§ **EXTRAIT DU TEXTE**:
·····
Plaignant
M. Daniel Roy
(écrivain)
Mis en cause
La Tribune
[Sherbrooke], M. Jean Roy (directeur de l’information), M. Michel Rondeau
(journaliste) et Mme Pierrette Roy (journaliste)
Résumé de la plainte
La Tribune et
plus particulièrement son directeur de l’information, M. Jean Roy, négligent de
couvrir adéquatement la carrière artistique du plaignant. Ce dernier doit
demander et redemander des entrevues, qui sont parfois publiées après des mois
de pourparlers et de mystères.
Griefs du plaignant
Le Conseil de
presse a terminé l’étude de la plainte de monsieur Daniel Roy, écrivain, contre
le quotidien La Tribune de Sherbrooke.
·····
§ **DONNÉES FOURNIES**:

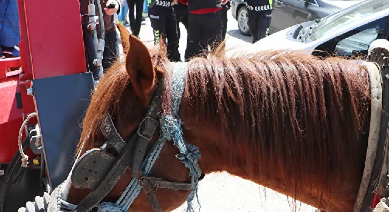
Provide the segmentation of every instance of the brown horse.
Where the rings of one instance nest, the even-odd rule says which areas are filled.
·····
§ **CONSIGNE 1**: Reproduisez le passage de la plainte contre La Tribune en commençant par « Résumé de la » et en allant jusqu'à « et de mystères. » inclusivement.
§ **CONSIGNE 2**:
Répondez brièvement aux questions suivantes d'après la plainte contre La Tribune.
(a) Quelle est la profession du plaignant ?
(b) Quelle fonction M. Jean Roy occupe-t-il à La Tribune ?
(c) Dans quelle ville le quotidien La Tribune est-il publié ?

§ **RÉPONSE ATTENDUE 1**:
Résumé de la plainte
La Tribune et
plus particulièrement son directeur de l’information, M. Jean Roy, négligent de
couvrir adéquatement la carrière artistique du plaignant. Ce dernier doit
demander et redemander des entrevues, qui sont parfois publiées après des mois
de pourparlers et de mystères.

§ **RÉPONSE ATTENDUE 2**:
(a) Écrivain.
(b) Directeur de l'information.
(c) Sherbrooke.